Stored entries
_ _ _

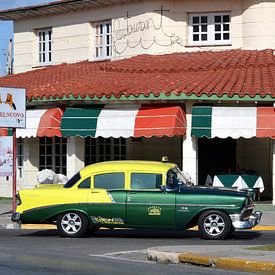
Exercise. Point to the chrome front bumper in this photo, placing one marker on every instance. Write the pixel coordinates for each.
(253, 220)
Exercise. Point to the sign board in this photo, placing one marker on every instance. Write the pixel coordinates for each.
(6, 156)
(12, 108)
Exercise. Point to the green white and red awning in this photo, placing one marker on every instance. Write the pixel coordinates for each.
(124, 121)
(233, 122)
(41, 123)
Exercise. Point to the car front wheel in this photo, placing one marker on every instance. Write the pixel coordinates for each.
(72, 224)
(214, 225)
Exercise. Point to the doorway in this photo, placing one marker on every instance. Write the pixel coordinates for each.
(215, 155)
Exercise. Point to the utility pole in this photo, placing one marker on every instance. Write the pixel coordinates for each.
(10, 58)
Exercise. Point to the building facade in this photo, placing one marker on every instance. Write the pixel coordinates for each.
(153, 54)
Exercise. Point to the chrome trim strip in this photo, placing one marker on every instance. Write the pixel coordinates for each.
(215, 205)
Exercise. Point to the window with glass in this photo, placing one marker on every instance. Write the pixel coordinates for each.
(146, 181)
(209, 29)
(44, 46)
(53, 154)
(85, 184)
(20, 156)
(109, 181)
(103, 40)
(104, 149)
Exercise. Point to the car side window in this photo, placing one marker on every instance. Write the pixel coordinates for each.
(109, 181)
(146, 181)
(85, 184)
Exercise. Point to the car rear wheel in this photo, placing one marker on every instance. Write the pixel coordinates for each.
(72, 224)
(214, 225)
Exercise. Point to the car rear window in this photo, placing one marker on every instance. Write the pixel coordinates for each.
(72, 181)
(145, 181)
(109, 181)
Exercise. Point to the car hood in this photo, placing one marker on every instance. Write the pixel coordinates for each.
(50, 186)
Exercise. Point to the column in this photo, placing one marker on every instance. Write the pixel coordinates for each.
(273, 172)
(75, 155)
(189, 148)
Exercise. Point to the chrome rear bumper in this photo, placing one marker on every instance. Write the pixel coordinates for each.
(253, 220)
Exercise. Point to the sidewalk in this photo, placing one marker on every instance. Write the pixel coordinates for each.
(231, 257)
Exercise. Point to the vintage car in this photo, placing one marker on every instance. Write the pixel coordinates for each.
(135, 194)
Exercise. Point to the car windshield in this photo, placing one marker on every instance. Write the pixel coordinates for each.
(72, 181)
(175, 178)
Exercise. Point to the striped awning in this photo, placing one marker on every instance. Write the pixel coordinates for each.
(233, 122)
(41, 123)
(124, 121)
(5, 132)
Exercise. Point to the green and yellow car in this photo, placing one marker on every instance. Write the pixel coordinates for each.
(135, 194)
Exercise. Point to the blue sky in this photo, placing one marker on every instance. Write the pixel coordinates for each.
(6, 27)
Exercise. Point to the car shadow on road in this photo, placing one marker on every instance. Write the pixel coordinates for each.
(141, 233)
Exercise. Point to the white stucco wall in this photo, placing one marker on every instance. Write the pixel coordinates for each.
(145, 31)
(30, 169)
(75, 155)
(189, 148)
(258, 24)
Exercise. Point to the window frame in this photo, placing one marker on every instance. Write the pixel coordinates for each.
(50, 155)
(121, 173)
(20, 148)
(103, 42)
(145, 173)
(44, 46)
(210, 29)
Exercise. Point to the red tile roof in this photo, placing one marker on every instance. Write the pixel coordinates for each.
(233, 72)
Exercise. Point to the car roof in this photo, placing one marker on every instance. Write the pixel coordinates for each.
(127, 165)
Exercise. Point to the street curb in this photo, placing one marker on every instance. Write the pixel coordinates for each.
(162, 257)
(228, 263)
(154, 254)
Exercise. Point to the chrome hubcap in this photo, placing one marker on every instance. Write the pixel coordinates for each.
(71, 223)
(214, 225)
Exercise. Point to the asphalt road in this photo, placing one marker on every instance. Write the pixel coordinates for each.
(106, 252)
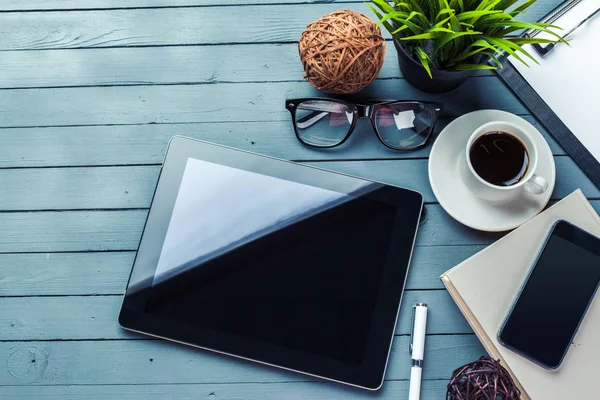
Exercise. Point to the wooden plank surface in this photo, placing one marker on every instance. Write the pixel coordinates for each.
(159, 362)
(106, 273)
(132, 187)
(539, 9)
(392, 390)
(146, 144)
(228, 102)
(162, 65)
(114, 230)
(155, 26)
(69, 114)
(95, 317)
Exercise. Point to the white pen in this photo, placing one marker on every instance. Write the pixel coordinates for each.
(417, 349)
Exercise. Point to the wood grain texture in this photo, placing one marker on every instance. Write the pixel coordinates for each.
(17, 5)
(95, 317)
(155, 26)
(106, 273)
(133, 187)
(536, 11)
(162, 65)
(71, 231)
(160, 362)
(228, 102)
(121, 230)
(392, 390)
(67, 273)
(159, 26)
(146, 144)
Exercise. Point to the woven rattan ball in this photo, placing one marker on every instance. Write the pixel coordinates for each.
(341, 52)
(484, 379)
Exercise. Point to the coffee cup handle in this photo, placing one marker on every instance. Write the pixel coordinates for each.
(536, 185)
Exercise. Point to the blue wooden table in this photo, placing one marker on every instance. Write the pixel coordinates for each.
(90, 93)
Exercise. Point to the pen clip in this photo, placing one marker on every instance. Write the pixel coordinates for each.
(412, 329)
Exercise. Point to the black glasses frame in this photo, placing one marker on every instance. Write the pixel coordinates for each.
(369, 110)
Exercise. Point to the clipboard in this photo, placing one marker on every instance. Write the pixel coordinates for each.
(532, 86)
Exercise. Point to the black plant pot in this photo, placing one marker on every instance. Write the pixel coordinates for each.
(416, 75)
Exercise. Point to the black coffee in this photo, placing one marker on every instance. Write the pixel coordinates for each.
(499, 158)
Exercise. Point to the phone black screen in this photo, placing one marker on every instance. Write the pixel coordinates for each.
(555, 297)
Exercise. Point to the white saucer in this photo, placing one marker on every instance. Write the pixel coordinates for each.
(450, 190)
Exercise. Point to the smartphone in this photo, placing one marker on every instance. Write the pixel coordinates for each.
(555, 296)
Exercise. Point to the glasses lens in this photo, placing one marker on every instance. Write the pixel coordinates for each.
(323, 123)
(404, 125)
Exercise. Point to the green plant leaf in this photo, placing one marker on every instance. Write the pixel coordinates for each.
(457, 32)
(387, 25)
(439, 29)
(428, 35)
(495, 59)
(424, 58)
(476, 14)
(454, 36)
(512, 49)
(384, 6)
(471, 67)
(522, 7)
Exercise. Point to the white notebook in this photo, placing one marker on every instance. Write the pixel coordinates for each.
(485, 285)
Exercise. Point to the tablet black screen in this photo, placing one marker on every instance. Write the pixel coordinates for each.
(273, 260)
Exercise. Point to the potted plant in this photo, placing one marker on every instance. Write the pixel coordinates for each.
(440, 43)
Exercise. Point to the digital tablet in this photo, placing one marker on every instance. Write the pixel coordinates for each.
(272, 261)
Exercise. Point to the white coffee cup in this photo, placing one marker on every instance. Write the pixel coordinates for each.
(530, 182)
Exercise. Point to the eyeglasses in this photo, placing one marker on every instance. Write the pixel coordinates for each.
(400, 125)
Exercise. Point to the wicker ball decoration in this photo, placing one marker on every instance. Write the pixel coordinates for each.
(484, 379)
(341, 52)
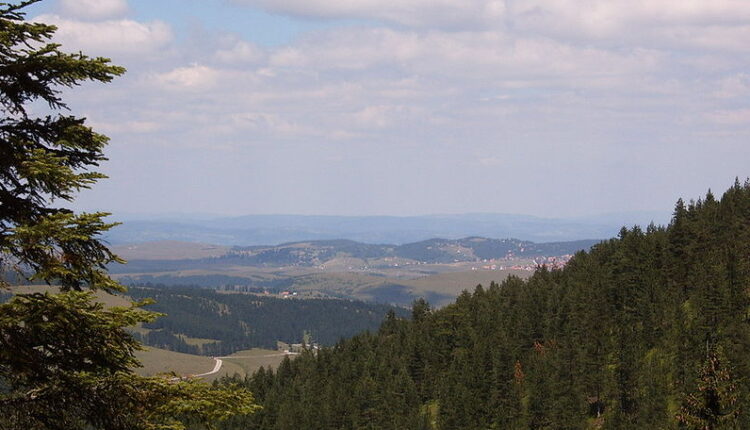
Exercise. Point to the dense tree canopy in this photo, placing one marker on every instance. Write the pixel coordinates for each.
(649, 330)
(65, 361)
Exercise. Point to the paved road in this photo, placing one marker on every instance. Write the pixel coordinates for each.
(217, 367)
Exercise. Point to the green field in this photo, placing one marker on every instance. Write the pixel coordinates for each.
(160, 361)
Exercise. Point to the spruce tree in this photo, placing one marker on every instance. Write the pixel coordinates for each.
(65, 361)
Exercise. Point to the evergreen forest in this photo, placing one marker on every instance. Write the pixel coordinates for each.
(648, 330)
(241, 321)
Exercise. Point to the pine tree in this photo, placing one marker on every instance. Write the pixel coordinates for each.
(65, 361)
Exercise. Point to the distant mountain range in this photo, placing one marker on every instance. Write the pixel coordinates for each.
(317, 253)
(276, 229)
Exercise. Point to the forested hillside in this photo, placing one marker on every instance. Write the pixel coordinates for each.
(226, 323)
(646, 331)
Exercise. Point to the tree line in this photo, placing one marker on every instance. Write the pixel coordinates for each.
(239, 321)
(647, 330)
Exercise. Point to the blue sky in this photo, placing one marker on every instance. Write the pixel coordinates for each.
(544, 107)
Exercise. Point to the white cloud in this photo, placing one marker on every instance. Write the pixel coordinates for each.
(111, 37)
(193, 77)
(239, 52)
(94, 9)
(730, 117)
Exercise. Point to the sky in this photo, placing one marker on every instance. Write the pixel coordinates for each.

_ _ _

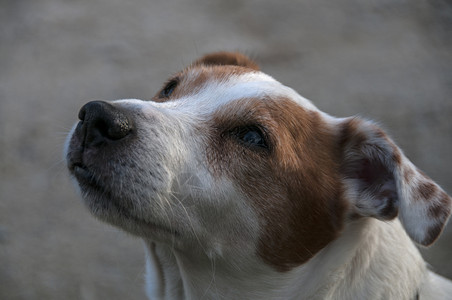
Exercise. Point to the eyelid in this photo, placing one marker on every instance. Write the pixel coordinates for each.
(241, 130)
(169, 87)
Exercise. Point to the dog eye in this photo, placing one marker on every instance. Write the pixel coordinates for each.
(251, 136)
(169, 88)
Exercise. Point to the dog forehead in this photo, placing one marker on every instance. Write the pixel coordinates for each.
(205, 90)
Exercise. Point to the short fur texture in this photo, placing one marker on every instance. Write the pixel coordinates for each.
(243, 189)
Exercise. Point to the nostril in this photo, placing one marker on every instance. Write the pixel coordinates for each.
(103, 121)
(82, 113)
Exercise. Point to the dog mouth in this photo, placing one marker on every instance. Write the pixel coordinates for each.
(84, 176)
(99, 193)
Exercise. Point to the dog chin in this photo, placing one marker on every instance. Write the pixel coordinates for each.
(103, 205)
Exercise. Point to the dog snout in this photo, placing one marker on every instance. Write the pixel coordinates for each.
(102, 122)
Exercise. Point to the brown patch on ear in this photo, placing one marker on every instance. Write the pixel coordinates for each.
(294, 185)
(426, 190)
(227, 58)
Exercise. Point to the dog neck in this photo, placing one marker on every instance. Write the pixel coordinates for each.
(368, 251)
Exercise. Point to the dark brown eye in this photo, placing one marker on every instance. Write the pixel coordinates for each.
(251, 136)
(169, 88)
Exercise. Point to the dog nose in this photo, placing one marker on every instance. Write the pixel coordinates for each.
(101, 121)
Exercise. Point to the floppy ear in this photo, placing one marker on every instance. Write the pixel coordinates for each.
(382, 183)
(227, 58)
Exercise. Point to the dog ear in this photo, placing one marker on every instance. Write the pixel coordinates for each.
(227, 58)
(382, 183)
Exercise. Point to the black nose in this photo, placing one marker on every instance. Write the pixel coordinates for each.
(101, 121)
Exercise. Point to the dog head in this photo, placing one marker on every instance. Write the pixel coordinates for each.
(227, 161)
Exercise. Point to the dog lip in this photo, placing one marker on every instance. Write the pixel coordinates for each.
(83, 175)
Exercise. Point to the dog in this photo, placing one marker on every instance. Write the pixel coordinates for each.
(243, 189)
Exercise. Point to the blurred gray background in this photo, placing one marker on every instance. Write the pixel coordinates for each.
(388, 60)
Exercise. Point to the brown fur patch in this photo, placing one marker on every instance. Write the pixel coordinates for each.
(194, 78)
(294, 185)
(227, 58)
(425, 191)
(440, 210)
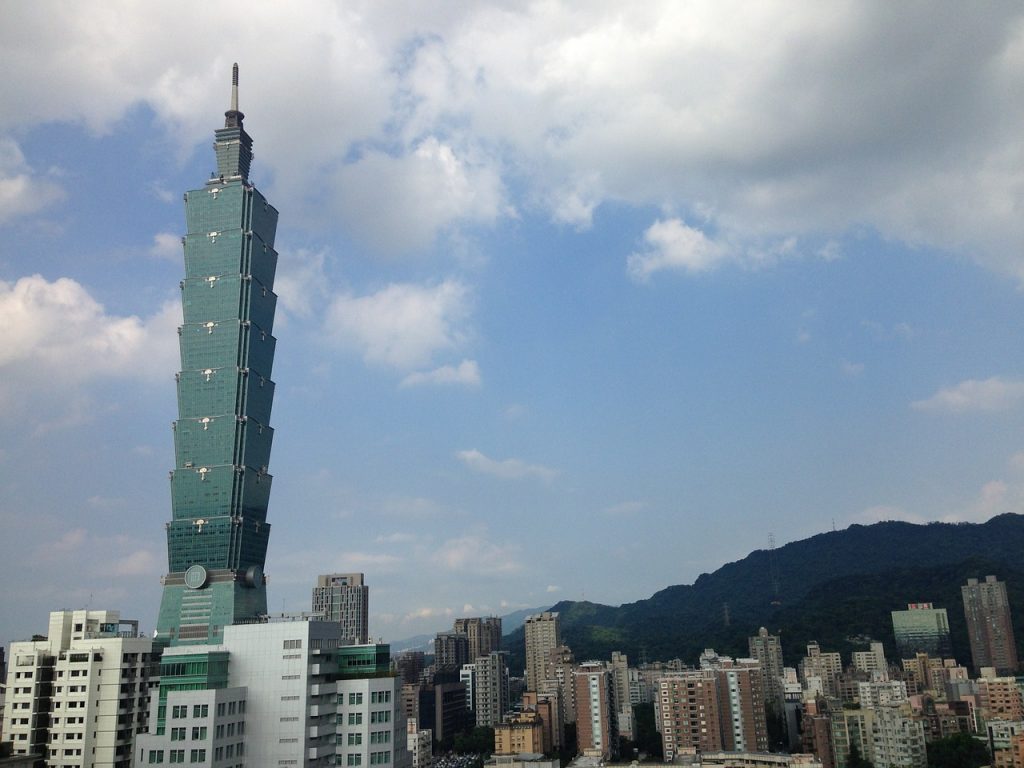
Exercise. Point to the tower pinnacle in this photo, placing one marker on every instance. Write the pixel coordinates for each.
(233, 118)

_ _ _

GOAL:
Count the lines in the entries above that contain the string "screen", matching case exactly. Reply with the number only.

ANSWER:
2